EXTRACT
====

After a week of procrastination, the Guardian has finally allowed 600 musicians to object to an article that rejected the teaching of musical literacy as elitist. You can read the full letter, with signatories, here.

Among the last signatories are the composers Brian Ferneyhough, Stephen Hough and Helen Grime.

Comments

  • Will Duffay says:

    They – and you – are of course correct, though there’s something rather amusing about Ferneyhough talking about the anti-elitist nature of written notation. Have you seen one of his scores?

    • John Borstlap says:

      Ferneyhough is the inventor of an entirely new notation method: you take a black sheet of paper and a bottle of tyoe-ex, and fill-in the space between the notes. And that is how it sounds.

      I was just going to enrich the list with my own signature, but now that F has signed as well, I decided to pass.

    • Hilary says:

      Acres of anonymous sounding solo flute pieces of this ilk, but this is top of the pile. The material feels really inhabited. In part because he’s a flautist? :https://m.youtube.com/watch?v=hrymva3SHCo

      Some of the more recent music I’ve heard feels rather mannered in compared to earlier gems like “Coloratura”and “Missa Brevis”

  • Eddie McGuire says:

    Thanks for bringing this letter to our attention. Should be spread far and wide and it will give a boost to counteracting the dumbing-down of music education in many schools.

  • Mike Aldren says:

    So music notation is elitist, is written language elitist too? This is the sort of ridiculous rubbish that tries to ban reading Shakespeare. The Grauniad strikes again.

  • Robert James says:

    Well obviously the original piece was moronic, though equally clearly simply designed to get the usual luvvies into a flap. So that worked.

====

Entries on locating named things:
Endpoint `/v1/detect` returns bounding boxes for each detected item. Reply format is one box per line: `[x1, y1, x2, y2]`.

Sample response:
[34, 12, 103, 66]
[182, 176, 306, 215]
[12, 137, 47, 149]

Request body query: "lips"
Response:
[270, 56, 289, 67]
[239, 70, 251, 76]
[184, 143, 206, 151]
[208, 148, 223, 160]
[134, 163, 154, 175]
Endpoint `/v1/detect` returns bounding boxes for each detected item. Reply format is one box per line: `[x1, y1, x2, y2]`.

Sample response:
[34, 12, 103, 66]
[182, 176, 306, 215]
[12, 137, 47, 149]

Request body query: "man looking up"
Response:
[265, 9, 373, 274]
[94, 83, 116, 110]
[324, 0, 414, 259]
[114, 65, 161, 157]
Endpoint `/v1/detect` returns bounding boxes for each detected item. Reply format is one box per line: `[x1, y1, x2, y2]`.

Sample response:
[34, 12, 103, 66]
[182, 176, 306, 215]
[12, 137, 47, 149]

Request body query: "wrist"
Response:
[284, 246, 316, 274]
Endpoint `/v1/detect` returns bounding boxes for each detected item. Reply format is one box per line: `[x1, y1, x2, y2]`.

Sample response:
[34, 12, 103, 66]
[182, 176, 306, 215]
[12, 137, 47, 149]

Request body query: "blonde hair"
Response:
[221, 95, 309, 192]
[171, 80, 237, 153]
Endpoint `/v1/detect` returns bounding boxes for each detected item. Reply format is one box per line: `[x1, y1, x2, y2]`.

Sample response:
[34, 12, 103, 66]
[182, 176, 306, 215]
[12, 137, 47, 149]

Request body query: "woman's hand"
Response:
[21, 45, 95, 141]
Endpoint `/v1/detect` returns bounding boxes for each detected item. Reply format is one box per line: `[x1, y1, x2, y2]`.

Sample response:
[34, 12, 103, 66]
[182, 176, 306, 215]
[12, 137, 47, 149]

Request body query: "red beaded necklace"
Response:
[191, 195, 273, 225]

====

DIRECTION A
According to the post on the musicians' letter, which composers are among the last signatories?
DIRECTION B
Reproduce everything in the records from their start down through the line containing "[134, 163, 154, 175]", including the request lines. Scale each bounding-box coordinate in the responses by 2.05 and round to whole numbers, rounding halves up. Keep the sample response values as they are.

COMPLETE ANSWER A
Brian Ferneyhough, Stephen Hough and Helen Grime.

COMPLETE ANSWER B
Endpoint `/v1/detect` returns bounding boxes for each detected item. Reply format is one box per line: `[x1, y1, x2, y2]`.

Sample response:
[34, 12, 103, 66]
[182, 176, 306, 215]
[12, 137, 47, 149]

Request body query: "lips"
Response:
[554, 115, 592, 137]
[490, 144, 515, 156]
[377, 293, 422, 310]
[426, 303, 457, 328]
[275, 334, 316, 359]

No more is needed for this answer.